- **What you should do**
Print, please, the line that contains "Query: eyebrow" and each line after it to the end of the entries, unchanged and with nothing else.

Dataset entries
□ □ □
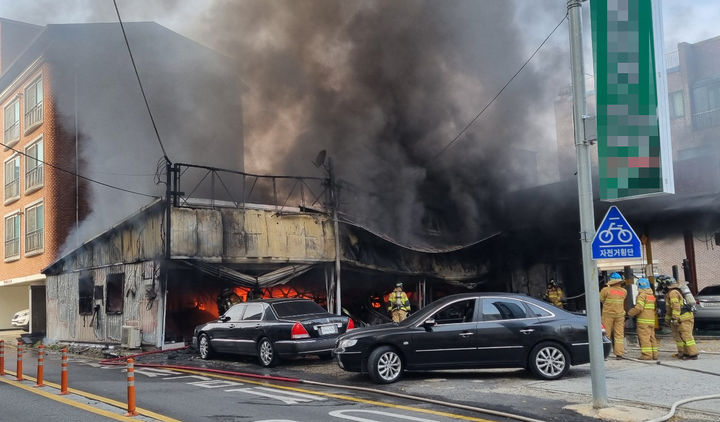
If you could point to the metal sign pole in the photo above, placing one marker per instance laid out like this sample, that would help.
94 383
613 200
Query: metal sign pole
587 218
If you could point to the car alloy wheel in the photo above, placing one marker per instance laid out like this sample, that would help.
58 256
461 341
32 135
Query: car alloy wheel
385 366
266 353
549 361
204 346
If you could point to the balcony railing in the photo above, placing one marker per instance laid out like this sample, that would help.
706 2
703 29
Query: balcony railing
12 248
34 177
12 133
12 189
34 240
33 116
706 119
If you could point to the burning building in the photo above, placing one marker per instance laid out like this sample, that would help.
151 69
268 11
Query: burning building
162 270
72 111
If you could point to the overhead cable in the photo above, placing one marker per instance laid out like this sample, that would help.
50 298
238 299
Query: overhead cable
78 175
142 90
462 132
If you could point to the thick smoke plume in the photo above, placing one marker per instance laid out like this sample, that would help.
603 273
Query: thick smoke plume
384 86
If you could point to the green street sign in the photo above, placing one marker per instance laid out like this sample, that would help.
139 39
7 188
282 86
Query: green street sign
633 127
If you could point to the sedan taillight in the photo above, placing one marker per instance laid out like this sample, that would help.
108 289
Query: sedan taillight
298 331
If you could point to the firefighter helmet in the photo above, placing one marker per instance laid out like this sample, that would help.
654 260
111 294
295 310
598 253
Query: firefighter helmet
665 281
614 278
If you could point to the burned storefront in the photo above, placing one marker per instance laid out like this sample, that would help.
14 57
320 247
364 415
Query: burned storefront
122 284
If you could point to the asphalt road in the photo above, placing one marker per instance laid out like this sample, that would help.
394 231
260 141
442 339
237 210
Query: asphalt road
196 396
20 405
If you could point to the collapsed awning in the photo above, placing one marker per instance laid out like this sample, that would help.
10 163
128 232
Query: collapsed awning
273 278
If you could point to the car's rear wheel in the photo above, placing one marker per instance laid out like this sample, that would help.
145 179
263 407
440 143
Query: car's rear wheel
549 361
266 353
204 346
385 365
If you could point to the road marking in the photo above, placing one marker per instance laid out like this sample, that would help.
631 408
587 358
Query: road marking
342 414
106 400
287 397
341 397
65 400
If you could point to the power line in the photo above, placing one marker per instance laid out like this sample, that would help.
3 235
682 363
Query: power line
462 132
142 90
78 175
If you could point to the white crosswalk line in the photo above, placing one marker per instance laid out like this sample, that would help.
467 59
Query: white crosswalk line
286 397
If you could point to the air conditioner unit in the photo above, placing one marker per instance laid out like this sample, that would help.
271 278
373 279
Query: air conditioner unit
131 337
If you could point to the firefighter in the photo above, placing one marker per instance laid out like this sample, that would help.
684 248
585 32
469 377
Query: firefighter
645 311
680 318
612 298
553 293
226 299
398 303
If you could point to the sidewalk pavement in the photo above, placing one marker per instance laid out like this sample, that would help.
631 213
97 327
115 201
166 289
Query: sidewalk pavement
637 391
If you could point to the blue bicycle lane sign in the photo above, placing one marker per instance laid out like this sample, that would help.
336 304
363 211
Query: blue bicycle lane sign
615 239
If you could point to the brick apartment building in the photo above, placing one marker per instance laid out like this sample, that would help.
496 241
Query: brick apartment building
69 89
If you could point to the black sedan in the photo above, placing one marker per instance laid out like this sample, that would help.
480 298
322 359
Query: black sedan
473 330
272 329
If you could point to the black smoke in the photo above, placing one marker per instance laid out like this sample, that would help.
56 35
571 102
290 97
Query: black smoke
384 86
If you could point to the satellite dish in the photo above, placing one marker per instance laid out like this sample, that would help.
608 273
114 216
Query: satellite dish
320 159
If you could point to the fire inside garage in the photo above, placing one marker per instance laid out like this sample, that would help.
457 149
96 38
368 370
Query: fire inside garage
134 276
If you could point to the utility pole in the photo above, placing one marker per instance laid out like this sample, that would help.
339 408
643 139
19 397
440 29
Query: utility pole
336 229
587 218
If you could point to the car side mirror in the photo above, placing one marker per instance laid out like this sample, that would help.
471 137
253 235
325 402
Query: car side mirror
429 323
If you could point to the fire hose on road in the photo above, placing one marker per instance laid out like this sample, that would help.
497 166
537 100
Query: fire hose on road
119 361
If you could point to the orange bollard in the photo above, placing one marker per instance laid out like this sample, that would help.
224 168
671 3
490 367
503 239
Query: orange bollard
19 362
131 388
41 365
2 357
63 374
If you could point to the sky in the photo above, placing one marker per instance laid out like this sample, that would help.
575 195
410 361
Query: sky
384 86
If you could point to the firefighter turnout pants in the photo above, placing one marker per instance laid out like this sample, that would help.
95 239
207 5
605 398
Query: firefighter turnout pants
399 315
615 328
684 340
648 342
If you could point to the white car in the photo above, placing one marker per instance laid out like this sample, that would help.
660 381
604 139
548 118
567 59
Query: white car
21 319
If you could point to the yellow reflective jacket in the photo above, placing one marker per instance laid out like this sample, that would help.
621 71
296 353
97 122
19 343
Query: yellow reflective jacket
613 300
673 306
554 296
398 300
644 307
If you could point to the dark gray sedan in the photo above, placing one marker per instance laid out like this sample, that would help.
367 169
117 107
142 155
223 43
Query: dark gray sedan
708 307
271 329
473 330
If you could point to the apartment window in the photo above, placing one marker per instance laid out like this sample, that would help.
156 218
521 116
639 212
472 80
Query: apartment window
34 165
12 122
34 227
85 291
706 104
33 104
12 179
677 106
12 236
115 286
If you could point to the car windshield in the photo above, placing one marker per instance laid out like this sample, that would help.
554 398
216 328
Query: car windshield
710 291
298 307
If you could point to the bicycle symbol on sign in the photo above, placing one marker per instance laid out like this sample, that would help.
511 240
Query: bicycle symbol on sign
623 235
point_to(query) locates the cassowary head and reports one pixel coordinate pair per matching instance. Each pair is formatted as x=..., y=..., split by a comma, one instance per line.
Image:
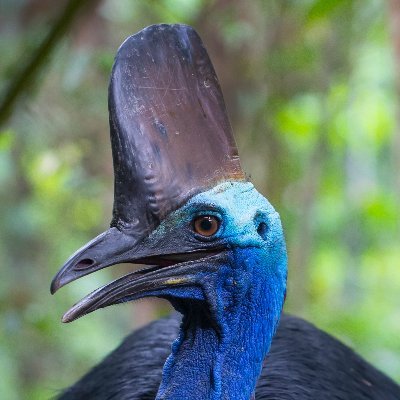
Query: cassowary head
x=213, y=245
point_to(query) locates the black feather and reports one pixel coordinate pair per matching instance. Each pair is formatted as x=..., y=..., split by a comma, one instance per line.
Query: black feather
x=304, y=363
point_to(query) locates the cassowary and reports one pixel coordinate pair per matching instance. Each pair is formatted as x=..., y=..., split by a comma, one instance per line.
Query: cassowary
x=214, y=248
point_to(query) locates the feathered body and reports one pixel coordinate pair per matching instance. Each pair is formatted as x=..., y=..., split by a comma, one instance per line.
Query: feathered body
x=304, y=363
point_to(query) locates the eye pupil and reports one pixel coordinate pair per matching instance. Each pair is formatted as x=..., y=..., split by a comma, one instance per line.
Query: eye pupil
x=206, y=225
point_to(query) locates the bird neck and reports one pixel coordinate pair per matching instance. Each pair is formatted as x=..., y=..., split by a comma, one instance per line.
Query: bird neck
x=222, y=342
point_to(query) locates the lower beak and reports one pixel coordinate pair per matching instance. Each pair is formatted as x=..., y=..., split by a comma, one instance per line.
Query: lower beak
x=167, y=270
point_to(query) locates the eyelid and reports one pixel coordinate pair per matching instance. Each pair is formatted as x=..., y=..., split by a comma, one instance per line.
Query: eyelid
x=212, y=213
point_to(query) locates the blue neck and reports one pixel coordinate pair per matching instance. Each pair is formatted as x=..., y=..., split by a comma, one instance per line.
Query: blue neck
x=219, y=353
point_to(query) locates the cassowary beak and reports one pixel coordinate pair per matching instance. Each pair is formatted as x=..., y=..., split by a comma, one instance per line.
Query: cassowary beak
x=171, y=139
x=168, y=269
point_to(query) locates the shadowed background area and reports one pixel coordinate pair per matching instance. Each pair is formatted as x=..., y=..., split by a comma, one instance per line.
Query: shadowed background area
x=312, y=90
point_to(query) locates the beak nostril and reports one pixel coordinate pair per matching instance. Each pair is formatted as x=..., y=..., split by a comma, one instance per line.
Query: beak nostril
x=83, y=264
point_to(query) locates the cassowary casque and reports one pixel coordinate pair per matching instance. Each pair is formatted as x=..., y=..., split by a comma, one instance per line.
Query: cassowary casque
x=214, y=247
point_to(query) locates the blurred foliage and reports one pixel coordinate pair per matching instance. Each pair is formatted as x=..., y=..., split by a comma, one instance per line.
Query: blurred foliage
x=310, y=86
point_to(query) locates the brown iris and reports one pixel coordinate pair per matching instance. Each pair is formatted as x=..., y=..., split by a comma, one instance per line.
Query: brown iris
x=206, y=225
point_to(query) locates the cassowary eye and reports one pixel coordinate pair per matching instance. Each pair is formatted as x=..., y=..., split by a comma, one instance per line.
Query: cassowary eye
x=206, y=225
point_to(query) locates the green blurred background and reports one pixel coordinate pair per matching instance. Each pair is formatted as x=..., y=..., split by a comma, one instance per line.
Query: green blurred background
x=312, y=89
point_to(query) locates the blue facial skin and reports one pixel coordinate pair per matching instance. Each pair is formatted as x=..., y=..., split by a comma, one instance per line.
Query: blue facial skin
x=229, y=319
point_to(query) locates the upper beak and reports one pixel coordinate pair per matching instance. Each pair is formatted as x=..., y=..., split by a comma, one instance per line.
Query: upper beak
x=113, y=247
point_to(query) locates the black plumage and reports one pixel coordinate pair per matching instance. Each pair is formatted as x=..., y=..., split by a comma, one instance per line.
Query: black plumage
x=304, y=363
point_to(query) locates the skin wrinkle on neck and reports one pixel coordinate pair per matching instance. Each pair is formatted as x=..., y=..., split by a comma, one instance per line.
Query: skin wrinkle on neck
x=224, y=339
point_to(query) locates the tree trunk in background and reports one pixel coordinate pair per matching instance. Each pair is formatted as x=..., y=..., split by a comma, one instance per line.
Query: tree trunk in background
x=394, y=20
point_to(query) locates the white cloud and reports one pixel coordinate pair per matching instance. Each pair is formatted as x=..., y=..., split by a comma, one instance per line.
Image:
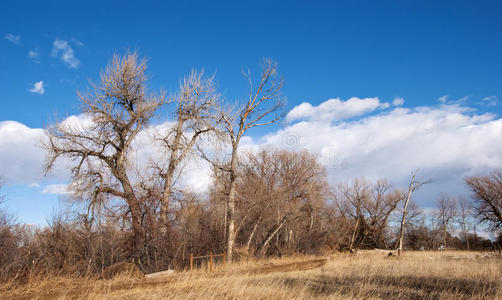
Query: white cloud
x=38, y=88
x=77, y=42
x=16, y=39
x=490, y=100
x=335, y=109
x=65, y=51
x=443, y=99
x=33, y=54
x=57, y=189
x=446, y=142
x=398, y=101
x=21, y=158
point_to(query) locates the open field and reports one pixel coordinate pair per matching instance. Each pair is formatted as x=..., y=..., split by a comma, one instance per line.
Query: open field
x=369, y=275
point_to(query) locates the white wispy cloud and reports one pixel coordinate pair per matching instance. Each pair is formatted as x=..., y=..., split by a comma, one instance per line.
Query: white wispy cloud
x=16, y=39
x=33, y=54
x=57, y=189
x=443, y=99
x=398, y=101
x=77, y=42
x=38, y=88
x=65, y=52
x=447, y=142
x=490, y=100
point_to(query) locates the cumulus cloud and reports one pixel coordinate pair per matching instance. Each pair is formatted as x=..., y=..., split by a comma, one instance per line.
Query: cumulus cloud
x=16, y=39
x=443, y=99
x=21, y=158
x=77, y=42
x=447, y=142
x=65, y=52
x=57, y=189
x=490, y=100
x=335, y=109
x=38, y=88
x=398, y=101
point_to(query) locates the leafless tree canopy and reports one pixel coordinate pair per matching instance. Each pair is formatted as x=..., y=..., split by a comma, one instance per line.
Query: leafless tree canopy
x=487, y=196
x=260, y=203
x=115, y=110
x=262, y=107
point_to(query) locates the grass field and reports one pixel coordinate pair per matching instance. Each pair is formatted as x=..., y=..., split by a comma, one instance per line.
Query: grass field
x=370, y=275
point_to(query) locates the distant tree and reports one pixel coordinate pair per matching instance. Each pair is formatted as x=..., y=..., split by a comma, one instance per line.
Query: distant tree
x=195, y=114
x=117, y=109
x=464, y=215
x=446, y=212
x=487, y=198
x=369, y=207
x=412, y=187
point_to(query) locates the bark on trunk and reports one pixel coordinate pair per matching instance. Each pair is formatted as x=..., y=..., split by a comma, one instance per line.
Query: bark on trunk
x=260, y=251
x=403, y=220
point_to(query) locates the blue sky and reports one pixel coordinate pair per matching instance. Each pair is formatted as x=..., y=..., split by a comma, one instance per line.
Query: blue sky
x=415, y=50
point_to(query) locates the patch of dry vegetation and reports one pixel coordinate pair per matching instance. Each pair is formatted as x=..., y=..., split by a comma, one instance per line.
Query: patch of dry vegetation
x=417, y=275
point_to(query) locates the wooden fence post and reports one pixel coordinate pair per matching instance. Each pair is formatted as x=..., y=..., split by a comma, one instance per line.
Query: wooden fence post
x=191, y=262
x=210, y=261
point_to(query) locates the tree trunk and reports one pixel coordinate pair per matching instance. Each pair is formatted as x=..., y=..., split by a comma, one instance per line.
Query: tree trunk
x=251, y=236
x=403, y=220
x=230, y=219
x=260, y=251
x=164, y=206
x=353, y=235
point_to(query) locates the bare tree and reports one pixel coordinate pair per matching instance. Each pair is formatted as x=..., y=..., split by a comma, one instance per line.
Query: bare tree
x=446, y=213
x=195, y=114
x=115, y=111
x=262, y=107
x=369, y=207
x=487, y=196
x=412, y=187
x=464, y=215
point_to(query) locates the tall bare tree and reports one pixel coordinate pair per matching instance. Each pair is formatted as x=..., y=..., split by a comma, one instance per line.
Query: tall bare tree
x=487, y=196
x=97, y=147
x=369, y=207
x=195, y=114
x=411, y=188
x=464, y=214
x=262, y=107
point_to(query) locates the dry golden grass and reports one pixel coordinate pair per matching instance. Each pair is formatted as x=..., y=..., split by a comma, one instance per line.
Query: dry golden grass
x=416, y=275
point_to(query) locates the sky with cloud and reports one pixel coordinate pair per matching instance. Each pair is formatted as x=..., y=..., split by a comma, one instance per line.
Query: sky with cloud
x=374, y=91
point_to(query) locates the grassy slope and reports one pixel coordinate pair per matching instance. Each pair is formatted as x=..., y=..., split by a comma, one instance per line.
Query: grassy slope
x=417, y=275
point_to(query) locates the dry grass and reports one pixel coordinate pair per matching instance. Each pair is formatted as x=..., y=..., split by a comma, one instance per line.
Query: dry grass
x=417, y=275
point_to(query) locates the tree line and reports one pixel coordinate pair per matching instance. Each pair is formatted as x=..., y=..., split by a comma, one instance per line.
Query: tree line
x=266, y=202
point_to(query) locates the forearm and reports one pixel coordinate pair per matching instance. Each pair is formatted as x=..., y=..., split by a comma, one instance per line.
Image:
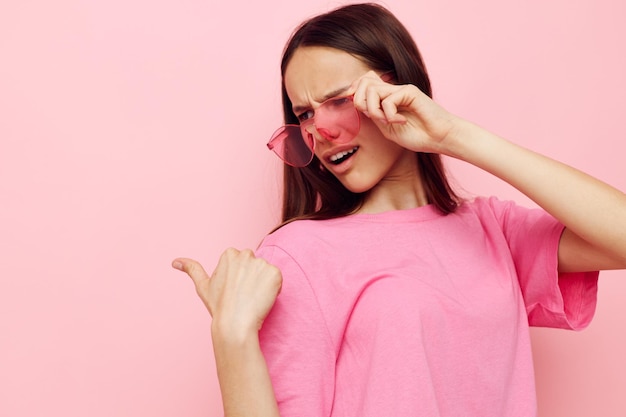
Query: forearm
x=588, y=207
x=243, y=376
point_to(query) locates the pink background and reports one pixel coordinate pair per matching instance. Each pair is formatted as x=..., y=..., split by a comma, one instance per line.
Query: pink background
x=132, y=132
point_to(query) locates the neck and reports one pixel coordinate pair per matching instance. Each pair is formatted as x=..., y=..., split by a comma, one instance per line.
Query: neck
x=395, y=193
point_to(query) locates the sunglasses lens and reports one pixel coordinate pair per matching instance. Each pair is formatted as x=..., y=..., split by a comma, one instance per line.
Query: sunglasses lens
x=288, y=143
x=336, y=120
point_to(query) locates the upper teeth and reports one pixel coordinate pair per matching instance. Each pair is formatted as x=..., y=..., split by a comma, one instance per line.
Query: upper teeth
x=340, y=155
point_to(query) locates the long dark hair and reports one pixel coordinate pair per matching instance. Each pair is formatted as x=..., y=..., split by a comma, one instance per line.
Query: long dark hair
x=374, y=35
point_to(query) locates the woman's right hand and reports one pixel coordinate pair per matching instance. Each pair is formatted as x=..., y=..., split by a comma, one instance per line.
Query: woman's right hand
x=239, y=294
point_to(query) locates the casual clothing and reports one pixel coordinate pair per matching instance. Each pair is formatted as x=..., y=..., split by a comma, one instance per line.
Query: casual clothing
x=415, y=313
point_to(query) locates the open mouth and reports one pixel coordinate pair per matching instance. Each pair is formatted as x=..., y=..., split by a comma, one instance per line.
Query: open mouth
x=339, y=157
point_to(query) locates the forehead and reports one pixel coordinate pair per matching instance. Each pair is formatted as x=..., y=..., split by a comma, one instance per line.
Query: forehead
x=314, y=71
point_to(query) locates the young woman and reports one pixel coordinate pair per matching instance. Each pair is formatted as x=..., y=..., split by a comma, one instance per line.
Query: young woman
x=397, y=297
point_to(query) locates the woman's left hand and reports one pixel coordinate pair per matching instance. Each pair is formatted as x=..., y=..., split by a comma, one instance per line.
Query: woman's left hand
x=404, y=114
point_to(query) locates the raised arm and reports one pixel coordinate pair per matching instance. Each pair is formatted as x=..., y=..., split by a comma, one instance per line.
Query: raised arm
x=239, y=295
x=593, y=212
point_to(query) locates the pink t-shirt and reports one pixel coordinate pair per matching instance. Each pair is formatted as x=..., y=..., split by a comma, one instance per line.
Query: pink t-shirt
x=413, y=313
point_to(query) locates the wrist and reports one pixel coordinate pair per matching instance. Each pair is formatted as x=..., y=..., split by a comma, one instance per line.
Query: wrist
x=232, y=334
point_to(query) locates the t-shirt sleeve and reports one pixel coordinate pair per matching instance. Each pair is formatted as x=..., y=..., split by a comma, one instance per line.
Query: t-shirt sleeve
x=552, y=299
x=296, y=343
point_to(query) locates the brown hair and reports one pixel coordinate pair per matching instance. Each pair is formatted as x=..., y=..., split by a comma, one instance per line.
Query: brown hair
x=371, y=33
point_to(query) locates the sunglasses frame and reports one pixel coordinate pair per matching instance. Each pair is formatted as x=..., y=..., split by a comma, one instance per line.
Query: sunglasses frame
x=286, y=132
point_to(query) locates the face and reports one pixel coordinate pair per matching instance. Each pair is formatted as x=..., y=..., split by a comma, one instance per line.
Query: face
x=315, y=74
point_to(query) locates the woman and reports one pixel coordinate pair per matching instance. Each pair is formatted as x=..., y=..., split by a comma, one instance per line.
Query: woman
x=396, y=297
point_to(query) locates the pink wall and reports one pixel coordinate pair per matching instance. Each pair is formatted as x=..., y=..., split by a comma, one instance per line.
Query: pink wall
x=132, y=132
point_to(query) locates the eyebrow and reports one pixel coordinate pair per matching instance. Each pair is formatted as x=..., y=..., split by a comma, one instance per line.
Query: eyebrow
x=298, y=109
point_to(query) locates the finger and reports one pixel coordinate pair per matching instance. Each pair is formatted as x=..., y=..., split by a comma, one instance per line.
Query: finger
x=192, y=268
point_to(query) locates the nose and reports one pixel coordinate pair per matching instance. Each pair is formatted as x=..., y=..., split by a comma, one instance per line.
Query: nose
x=323, y=134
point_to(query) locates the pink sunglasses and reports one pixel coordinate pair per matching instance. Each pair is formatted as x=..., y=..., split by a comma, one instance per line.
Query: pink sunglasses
x=336, y=120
□ □ □
- **Exercise output**
Query: eyebrow
x=298, y=109
point_to(query) locates the finger and reports one pixel coordinate pair per matching instance. Each pair is formatted as x=..., y=..., split by a comma, one instance per line.
Query: finger
x=192, y=268
point_to(query) locates the nose and reports one pixel coordinate pair per matching instance. Each pair is formatted as x=..., y=..., split by a comma, one instance per line.
Query: nose
x=323, y=134
point_to(query) locates the pink sunglasses and reports one pixel coordinate pair per matching instance. Each pair is formatted as x=..., y=..., split by a comma, one instance per line.
Query: pink sunglasses
x=336, y=120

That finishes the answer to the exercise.